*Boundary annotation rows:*
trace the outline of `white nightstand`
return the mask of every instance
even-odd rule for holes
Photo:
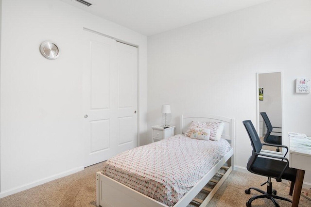
[[[165,127],[168,128],[164,128]],[[174,135],[174,126],[156,125],[152,127],[152,142],[166,139]]]

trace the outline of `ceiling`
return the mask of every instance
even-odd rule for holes
[[[271,0],[60,0],[150,36]]]

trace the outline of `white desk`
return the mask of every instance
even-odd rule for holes
[[[311,138],[290,137],[290,167],[297,169],[292,207],[299,203],[305,171],[311,171]]]

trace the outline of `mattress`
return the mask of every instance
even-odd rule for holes
[[[118,154],[103,174],[168,206],[177,203],[231,147],[177,135]]]

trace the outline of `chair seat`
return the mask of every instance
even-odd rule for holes
[[[282,137],[276,135],[269,135],[267,138],[264,140],[264,142],[275,144],[282,144]]]
[[[250,169],[247,165],[247,169],[255,174],[276,178],[286,164],[286,162],[282,161],[258,157]],[[281,178],[295,182],[296,173],[297,169],[287,167]]]

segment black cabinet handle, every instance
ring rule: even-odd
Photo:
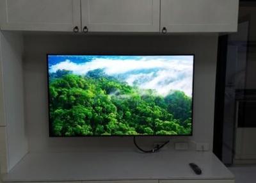
[[[163,27],[162,29],[162,33],[166,34],[167,33],[167,29],[166,27]]]
[[[84,33],[88,33],[88,28],[87,28],[87,26],[84,26],[84,28],[83,29],[83,31],[84,32]]]
[[[79,31],[79,29],[78,28],[78,26],[76,26],[73,29],[73,32],[74,33],[77,33]]]

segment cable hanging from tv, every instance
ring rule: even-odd
[[[162,148],[163,148],[166,144],[168,144],[170,142],[170,141],[166,141],[165,143],[162,144],[161,145],[156,145],[153,147],[152,149],[151,150],[144,150],[142,148],[140,147],[138,143],[136,143],[136,136],[133,136],[133,143],[134,143],[134,145],[136,147],[140,150],[141,152],[144,152],[144,153],[156,153],[159,152]]]

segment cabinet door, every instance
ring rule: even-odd
[[[81,0],[89,31],[159,32],[160,0]]]
[[[236,31],[238,3],[239,0],[161,0],[161,31],[165,27],[170,33]]]
[[[72,31],[81,28],[80,0],[0,0],[2,30]]]

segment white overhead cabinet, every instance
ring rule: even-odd
[[[159,31],[160,0],[81,0],[81,10],[85,31]]]
[[[3,30],[236,31],[239,0],[0,0]]]
[[[237,31],[239,0],[161,0],[161,31]]]
[[[80,3],[80,0],[0,0],[0,28],[2,30],[76,31],[81,28]]]

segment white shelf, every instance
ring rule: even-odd
[[[188,166],[196,163],[202,175]],[[231,172],[209,152],[163,151],[28,154],[3,182],[106,180],[234,180]]]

*Stated exercise:*
Could you update all the rows above so that "ring rule" becomes "hole rule" wherever it appears, with nothing else altered? Leave the pictures out of your answer.

*Expected output:*
trace the outline of `white nightstand`
return the mask of every instance
even-odd rule for holes
Photo:
[[[165,127],[168,128],[164,128]],[[174,135],[174,126],[156,125],[152,127],[152,142],[166,139]]]

trace the outline of `ceiling`
return the mask of every instance
even-odd rule for holes
[[[271,0],[60,0],[150,36]]]

trace the outline of `white desk`
return the mask of every instance
even-odd rule for holes
[[[311,138],[290,137],[290,167],[297,169],[292,207],[299,203],[305,171],[311,171]]]

trace the outline of `mattress`
return the mask of every instance
even-odd rule for holes
[[[118,154],[103,174],[168,206],[177,203],[231,147],[177,135]]]

trace the outline of `chair seat`
return the mask of every instance
even-odd rule for holes
[[[282,137],[276,135],[269,135],[267,138],[264,140],[264,142],[275,144],[282,144]]]
[[[250,169],[247,165],[247,169],[255,174],[276,178],[286,164],[286,162],[282,161],[258,157]],[[281,178],[295,182],[296,173],[297,169],[287,167]]]

segment black cabinet handle, every instance
hole rule: even-odd
Photo:
[[[163,27],[162,29],[162,33],[166,34],[167,33],[167,29],[166,27]]]
[[[84,33],[88,33],[88,28],[87,28],[87,26],[84,26],[84,28],[83,29],[83,31],[84,32]]]
[[[79,31],[79,29],[78,28],[78,26],[76,26],[73,29],[73,32],[74,33],[77,33]]]

segment cable hanging from tv, every instance
hole rule: even-odd
[[[162,148],[163,148],[166,144],[168,144],[170,142],[170,141],[166,141],[165,143],[162,144],[161,145],[156,145],[153,147],[152,149],[151,150],[144,150],[142,148],[140,147],[138,143],[136,143],[136,136],[133,136],[133,143],[134,143],[134,145],[136,147],[140,150],[141,152],[144,152],[144,153],[156,153],[159,152]]]

segment cabinet door, every instance
hole rule: even-odd
[[[81,0],[89,31],[159,32],[160,0]]]
[[[236,31],[238,3],[239,0],[161,0],[161,31],[165,27],[170,33]]]
[[[72,31],[81,28],[80,0],[0,0],[2,30]]]

segment white overhead cabinet, every instance
hole rule: even-odd
[[[159,31],[160,0],[81,0],[81,10],[85,31]]]
[[[3,30],[236,31],[239,0],[0,0]]]
[[[237,31],[239,0],[161,0],[161,31]]]
[[[80,3],[80,0],[0,0],[0,28],[2,30],[76,31],[81,28]]]

segment white shelf, every instance
hole rule: even-odd
[[[188,166],[196,163],[202,175]],[[231,172],[209,152],[163,151],[28,154],[3,182],[106,180],[234,180]]]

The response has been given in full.